Start Document text

1 Sanguinetti v. Rosson (1906) 12 Cal. App. 623, 629, 107 Pac. 560.
2 Pomeroy's Equity Jurisprudence (4th ed.) § 103. See also § 1297.

Book Reviews

EVIDENCE. By John Henry Wigmore. Little, Brown & Company, Boston, 1923. In five volumes. pp. lxxxvi, 1140; xxxvi, 1069; xxxiv, 1002; xxxd, 972; xxx, 1141.

The first edition is so well known to the profession that a review of the second seems superfluous. In the combination of historical sources, philosophic analysis, and constructive "legal engineering,” to use Dean Pound's phrase, together with a mastery of the bewildering case law of each jurisdiction, it is the great Anglo-American legal treatise. A brief review of such a work is necessarily unsatisfactory. It is but the turning of a feeble flashlight on the surface, and reveals nothing of the structure as a whole or its contents. The unfamiliar arrangement and terminology of the author has not become popular and perhaps never will. To a certain extent that prevents a wider use of the book, but to anyone acquainted with the plan there is no text that gives a clear cut answer to so many specific questions. The chief objection to the book for practical work is that it is so well written and there is such a wealth of literary allusion and quotation that one keeps reading beyond the immediate purpose.

End Document text

-- Written problem A --
Answer these about the review of Wigmore's Evidence:
(i) Which publisher and city are listed for the book?
(ii) Whose phrase is "legal engineering"?
(iii) What does the reviewer call the chief objection to the book for practical work?
-- Written problem B --
Carry on the review of Wigmore's Evidence, picking up after its final sentence.

Start Stored data

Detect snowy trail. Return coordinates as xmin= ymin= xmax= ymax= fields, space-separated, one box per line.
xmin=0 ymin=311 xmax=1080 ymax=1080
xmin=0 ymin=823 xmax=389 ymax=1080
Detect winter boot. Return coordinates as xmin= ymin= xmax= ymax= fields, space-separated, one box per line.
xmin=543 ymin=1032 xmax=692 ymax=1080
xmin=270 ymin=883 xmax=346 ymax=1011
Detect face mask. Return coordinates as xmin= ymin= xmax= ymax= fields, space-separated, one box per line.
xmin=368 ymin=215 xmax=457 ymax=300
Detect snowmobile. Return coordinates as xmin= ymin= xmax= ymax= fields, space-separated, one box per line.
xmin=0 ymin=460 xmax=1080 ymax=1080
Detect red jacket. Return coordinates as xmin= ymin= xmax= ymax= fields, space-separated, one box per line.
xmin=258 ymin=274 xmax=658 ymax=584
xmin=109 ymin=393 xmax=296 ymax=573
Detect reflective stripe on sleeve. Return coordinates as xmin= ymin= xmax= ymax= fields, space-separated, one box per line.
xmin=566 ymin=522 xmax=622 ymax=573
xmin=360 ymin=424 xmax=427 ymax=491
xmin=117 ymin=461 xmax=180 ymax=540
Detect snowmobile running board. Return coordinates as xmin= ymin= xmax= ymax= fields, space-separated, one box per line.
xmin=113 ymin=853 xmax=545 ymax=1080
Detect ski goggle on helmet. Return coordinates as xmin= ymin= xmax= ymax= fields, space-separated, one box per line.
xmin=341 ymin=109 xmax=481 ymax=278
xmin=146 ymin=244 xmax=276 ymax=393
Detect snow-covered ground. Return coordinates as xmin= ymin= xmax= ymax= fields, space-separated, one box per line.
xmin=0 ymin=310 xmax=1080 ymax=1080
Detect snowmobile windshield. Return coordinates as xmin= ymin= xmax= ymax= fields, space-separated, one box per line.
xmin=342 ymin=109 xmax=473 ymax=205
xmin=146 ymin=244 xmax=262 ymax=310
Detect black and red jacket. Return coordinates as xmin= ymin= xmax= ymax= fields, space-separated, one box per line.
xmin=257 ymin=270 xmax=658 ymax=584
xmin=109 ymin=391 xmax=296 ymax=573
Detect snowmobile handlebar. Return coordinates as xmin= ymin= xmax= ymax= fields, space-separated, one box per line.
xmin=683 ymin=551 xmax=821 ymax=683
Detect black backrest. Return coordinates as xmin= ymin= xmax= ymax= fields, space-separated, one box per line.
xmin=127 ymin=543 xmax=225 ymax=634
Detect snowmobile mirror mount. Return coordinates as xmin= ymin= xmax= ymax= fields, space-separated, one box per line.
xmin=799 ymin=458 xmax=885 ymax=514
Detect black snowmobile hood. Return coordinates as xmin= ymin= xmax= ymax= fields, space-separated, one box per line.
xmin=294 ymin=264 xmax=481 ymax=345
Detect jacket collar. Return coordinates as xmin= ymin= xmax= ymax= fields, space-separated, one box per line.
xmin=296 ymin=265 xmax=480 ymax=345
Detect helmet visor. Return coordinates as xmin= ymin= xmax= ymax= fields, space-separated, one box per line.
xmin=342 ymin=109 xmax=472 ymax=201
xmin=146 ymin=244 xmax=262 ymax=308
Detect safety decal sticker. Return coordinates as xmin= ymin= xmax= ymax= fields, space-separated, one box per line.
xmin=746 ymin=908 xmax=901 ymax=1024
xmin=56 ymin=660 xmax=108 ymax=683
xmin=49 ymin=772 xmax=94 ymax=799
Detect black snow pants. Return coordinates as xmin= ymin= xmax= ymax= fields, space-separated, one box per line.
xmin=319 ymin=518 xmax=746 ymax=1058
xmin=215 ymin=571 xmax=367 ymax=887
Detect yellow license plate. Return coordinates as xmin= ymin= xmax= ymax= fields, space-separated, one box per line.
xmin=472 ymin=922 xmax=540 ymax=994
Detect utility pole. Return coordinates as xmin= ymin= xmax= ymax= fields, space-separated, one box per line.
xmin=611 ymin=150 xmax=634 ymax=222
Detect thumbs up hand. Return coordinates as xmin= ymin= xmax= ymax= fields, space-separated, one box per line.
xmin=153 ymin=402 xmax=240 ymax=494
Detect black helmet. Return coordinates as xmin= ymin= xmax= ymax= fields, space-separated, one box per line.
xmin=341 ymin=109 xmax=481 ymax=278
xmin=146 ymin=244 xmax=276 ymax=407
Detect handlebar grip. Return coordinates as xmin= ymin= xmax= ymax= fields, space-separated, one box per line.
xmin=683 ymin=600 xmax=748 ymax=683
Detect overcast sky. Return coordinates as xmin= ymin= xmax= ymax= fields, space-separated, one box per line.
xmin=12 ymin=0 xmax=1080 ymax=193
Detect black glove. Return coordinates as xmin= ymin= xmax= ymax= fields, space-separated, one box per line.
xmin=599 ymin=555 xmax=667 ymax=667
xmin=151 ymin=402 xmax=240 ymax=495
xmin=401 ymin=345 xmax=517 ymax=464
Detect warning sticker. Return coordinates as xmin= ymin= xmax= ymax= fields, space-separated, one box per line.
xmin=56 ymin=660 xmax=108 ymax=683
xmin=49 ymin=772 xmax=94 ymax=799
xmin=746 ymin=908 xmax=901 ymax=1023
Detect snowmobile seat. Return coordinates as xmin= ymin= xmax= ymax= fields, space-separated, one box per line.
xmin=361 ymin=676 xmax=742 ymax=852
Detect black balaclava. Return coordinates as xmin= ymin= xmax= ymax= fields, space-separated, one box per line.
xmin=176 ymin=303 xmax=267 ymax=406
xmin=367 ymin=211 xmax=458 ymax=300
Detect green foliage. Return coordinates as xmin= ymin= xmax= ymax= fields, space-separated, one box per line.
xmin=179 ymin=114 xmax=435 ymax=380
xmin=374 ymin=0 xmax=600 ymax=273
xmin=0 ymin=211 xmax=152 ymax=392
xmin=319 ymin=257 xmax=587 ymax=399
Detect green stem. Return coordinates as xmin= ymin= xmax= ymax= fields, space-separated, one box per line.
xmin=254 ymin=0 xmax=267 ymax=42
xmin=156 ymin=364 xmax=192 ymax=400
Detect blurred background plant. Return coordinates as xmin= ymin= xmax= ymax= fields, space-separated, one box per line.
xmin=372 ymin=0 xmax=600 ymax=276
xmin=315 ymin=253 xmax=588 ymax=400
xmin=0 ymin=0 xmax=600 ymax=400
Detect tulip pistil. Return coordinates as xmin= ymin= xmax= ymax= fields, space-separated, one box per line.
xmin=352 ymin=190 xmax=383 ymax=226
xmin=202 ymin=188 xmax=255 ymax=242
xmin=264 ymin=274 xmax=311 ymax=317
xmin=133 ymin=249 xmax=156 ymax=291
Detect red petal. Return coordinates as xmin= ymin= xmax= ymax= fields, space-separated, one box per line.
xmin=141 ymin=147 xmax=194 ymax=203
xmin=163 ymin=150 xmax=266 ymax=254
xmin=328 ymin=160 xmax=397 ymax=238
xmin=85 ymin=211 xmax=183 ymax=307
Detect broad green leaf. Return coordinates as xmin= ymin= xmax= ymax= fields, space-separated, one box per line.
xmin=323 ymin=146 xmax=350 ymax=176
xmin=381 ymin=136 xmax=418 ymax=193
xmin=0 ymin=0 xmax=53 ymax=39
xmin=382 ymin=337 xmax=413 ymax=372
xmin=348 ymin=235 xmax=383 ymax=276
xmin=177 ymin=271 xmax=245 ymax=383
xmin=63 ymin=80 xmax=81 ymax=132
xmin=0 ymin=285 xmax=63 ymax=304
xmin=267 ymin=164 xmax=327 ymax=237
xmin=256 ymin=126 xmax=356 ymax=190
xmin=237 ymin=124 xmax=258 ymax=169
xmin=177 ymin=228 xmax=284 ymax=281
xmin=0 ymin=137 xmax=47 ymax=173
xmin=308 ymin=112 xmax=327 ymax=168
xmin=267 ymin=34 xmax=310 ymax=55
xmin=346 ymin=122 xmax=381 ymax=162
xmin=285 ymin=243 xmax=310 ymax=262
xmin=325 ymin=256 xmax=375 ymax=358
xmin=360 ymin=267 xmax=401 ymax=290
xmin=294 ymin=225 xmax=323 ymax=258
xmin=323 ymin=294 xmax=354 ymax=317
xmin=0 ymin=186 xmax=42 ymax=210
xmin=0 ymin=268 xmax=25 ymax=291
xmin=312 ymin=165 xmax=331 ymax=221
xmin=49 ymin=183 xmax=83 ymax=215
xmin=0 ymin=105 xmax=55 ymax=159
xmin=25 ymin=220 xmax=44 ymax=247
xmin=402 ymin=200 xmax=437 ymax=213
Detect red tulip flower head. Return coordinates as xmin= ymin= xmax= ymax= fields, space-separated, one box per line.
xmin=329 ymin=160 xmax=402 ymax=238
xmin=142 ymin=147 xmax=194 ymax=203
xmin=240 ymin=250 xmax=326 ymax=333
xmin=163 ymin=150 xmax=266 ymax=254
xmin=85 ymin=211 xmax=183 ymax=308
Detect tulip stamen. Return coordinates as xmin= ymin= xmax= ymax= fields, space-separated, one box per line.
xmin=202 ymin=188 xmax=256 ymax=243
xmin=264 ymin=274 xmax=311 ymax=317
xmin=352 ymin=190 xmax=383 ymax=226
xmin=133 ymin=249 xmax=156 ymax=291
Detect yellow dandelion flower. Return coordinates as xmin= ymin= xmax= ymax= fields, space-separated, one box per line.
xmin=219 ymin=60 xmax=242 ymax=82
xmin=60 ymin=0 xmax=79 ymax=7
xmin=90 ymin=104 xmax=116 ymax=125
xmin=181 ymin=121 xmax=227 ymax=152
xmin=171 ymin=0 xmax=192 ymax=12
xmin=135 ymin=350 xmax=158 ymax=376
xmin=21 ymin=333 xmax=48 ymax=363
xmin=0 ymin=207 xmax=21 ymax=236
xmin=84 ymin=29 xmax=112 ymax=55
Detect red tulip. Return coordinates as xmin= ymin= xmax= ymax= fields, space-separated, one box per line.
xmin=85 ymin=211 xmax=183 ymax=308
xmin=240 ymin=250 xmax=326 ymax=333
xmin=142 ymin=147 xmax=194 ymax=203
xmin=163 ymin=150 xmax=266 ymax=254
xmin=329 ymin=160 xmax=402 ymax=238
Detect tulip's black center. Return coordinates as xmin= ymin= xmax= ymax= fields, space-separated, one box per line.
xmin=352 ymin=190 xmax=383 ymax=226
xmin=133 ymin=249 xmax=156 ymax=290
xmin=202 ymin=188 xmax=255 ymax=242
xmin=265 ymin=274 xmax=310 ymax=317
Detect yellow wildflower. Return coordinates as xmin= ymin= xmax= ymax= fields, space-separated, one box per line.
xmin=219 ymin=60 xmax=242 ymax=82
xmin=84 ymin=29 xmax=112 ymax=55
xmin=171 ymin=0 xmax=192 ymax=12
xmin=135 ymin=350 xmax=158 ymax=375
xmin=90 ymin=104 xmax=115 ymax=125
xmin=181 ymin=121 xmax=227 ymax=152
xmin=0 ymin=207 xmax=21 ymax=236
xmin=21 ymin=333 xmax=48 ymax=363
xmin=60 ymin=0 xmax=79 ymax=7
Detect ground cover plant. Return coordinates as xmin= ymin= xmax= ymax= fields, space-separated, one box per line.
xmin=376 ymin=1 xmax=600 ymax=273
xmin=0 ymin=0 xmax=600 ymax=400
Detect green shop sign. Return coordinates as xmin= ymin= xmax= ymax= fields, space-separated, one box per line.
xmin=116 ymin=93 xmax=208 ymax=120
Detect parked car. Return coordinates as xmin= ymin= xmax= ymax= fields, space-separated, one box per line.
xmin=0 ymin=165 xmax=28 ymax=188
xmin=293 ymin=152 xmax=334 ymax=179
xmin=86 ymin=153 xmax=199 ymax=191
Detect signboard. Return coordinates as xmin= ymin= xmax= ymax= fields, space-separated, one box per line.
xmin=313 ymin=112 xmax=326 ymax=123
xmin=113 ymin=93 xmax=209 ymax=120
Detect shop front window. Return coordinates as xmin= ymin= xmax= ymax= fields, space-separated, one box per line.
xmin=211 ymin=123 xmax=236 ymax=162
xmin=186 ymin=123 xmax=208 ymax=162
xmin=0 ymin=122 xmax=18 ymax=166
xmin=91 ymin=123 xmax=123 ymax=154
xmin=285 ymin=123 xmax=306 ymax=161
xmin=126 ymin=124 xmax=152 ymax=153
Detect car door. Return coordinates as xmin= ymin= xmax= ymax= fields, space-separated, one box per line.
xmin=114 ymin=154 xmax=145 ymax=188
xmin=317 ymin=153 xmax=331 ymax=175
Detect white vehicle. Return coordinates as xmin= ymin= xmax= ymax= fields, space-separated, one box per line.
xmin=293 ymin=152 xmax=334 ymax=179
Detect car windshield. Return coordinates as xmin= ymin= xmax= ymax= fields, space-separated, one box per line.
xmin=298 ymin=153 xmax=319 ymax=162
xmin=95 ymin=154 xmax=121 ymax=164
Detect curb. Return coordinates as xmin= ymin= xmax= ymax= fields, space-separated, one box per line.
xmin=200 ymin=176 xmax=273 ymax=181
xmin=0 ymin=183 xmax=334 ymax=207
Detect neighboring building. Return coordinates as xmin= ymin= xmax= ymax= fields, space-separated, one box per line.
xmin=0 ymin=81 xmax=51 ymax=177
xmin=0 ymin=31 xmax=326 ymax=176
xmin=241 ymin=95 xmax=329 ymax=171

End Stored data

-- Task result A --
(i) Little, Brown & Company, Boston.
(ii) Dean Pound's.
(iii) It is so well written, with such a wealth of literary allusion and quotation, that one keeps reading beyond the immediate purpose.

-- Task result B --
In this second edition a partial list of the added material covers nearly fifty topics, including the rules of evidence in proceedings before the new administrative commissions. The book has never pretended to be exhaustive in its citation of precedents. Only an encyclopedia can be that, but an encyclopedia is usually the work of many hands and cases are either miscited or cited without analysis or discrimination. There might be a text-book for each jurisdiction, but it would not have a Wigmore for its author. The reviewer selected twenty-four leading or interesting California cases in the law of evidence since the publication of Dean Wigmore's last supplement. Twenty of these cases are cited in the second edition, many of them with critical comment. It is not probable that so many California cases can be found cited to the correct point in any other general text-book. In some fields Professor Wigmore has made the law of California. Estate of Hartman (1910) 157 Cal. 206, 107 Pac. 105, 36 L. R. A. (N. S.) 530, 21 Ann. Cas. 1302; People v. Mayen (1922) 188 Cal. 237, 205 Pac. 435. In many other branches his influence has been predominant, even when his text has not been cited. Estate of Friedman (1918) 178 Cal. 27, 172 Pac. 140; Estate of Paulsen (1918) 179 Cal. 528, 178 Pac. 143, Wallis v. Southern Pacific Co. (1921) 184 Cal. 662, 195 Pac. 408, 15 A. L. R. 117; Simons v. Inyo Cerro Gordo Mining & Power Co. (1920) 48 Cal. App. 524, 192 Pac. 144; Adkins v. Brett (1920) 184 Cal. 252, 193 Pac. 251; Patrick v. Tetzlaff (1920) 46 Cal. App. 243, 189 Pac. 115; People v. Gonzales (1922) 56 Cal. App. 330, 204 Pac. 1088; and the series of cases putting the opinion rule on a sound basis of which Northern California Power Co. v. Waller (1917) 174 Cal. 377, 163 Pac. 214, is the leading example.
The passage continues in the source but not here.